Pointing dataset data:
──────────────────────────────

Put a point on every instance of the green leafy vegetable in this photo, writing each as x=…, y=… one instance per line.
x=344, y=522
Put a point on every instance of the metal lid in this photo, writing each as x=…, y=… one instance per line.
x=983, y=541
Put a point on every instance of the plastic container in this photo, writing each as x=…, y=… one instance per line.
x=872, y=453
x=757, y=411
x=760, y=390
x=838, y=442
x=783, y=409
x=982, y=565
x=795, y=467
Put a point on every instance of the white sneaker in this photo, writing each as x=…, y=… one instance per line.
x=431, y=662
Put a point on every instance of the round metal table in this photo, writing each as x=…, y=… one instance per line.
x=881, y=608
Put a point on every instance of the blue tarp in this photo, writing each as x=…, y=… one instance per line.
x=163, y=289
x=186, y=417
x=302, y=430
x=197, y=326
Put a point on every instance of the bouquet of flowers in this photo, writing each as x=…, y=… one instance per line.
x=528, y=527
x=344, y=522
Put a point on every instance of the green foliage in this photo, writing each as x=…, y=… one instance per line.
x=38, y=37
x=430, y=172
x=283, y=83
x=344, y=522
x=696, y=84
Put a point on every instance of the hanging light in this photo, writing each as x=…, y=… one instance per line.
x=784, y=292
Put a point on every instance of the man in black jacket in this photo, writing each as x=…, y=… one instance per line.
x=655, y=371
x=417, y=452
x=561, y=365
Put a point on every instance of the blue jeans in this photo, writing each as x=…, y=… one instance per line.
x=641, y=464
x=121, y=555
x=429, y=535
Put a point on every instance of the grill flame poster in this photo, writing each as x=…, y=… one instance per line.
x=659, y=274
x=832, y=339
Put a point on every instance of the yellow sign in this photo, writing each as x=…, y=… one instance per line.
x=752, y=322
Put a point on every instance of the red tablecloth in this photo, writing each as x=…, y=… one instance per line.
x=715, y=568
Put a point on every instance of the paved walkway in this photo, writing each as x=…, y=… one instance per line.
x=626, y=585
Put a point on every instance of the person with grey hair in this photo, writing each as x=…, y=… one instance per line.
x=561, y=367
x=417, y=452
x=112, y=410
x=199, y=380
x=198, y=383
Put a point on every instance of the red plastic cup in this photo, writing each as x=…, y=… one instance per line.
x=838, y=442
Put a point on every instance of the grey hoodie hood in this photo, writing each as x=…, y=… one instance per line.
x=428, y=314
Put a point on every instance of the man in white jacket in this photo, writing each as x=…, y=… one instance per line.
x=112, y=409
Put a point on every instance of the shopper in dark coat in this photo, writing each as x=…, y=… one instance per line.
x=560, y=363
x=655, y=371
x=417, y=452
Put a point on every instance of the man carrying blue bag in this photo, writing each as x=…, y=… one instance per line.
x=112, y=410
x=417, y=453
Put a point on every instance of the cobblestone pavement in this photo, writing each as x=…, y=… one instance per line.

──────────────────────────────

Revise all of the data above, changing each "Put a point on" to "Mark" and leaving everything else untouched.

### ANSWER TO THIS PROBLEM
Mark every instance of the green leafy vegetable in this photo, writing each as x=…, y=… one instance per line.
x=344, y=522
Mark every instance of the metal lid in this photo, writing each as x=…, y=… one instance per line.
x=983, y=541
Mark every instance of the plastic container in this photo, writing each as x=…, y=… one instance per line.
x=872, y=453
x=757, y=411
x=760, y=390
x=838, y=442
x=783, y=409
x=982, y=565
x=795, y=467
Mark every instance of the white sneaker in this photo, writing each as x=…, y=… one instance per line.
x=431, y=662
Mark every instance of the round metal table in this photo, writing each as x=…, y=… one instance per line.
x=881, y=608
Mark every instance of the blue tarp in this photo, writing each as x=…, y=… one instance per line.
x=163, y=289
x=186, y=417
x=302, y=430
x=197, y=326
Mark every instance of the bouquet of flowers in this photo, writing each as x=…, y=… one instance per line.
x=528, y=527
x=344, y=522
Mark every instance of the green foliage in this photo, writing each as x=…, y=… one instance per line.
x=38, y=37
x=430, y=172
x=283, y=83
x=344, y=522
x=696, y=84
Mark every instance of the hanging light in this photo, writing each as x=…, y=… one instance per line.
x=784, y=292
Mark every instance of the man in black jacket in this photo, writing each as x=…, y=… one instance per line.
x=655, y=371
x=417, y=452
x=561, y=365
Mark every instance of the blue jeans in this photo, writing each as x=…, y=… one instance per line.
x=641, y=464
x=121, y=555
x=429, y=535
Mark every instance of the grill flame poster in this photo, writing each as x=…, y=… one instance per line.
x=659, y=274
x=832, y=339
Mark every instance of the yellow sign in this photo, writing each as x=…, y=… one instance per line.
x=752, y=322
Mark every instance of the red tablecloth in this photo, writing each as x=…, y=… one instance per line.
x=715, y=568
Mark every instance of the paved walkway in this photo, writing each as x=…, y=… one instance per line.
x=626, y=585
Mark every instance of the person with grey hair in this photo, writing each as x=…, y=… one instance per line.
x=561, y=367
x=417, y=452
x=112, y=410
x=199, y=380
x=198, y=383
Mark every instance of the red plastic cup in this photo, writing each as x=…, y=… one instance per line.
x=838, y=442
Mark every instance of the grey hoodie hood in this photo, writing each as x=…, y=… one instance per line.
x=428, y=314
Mark every instance of the man in white jacket in this photo, writing each as x=…, y=… one instance per line.
x=112, y=409
Mark every instance of the shopper in dark coat in this photo, writing each as x=…, y=… one instance per line.
x=560, y=363
x=655, y=371
x=417, y=452
Mark every instance of the man carrying blue bag in this photo, writing each as x=…, y=… one instance per line.
x=112, y=410
x=417, y=453
Mark every instance of the cobblestone pavement in this photo, writing each as x=…, y=… one instance per line.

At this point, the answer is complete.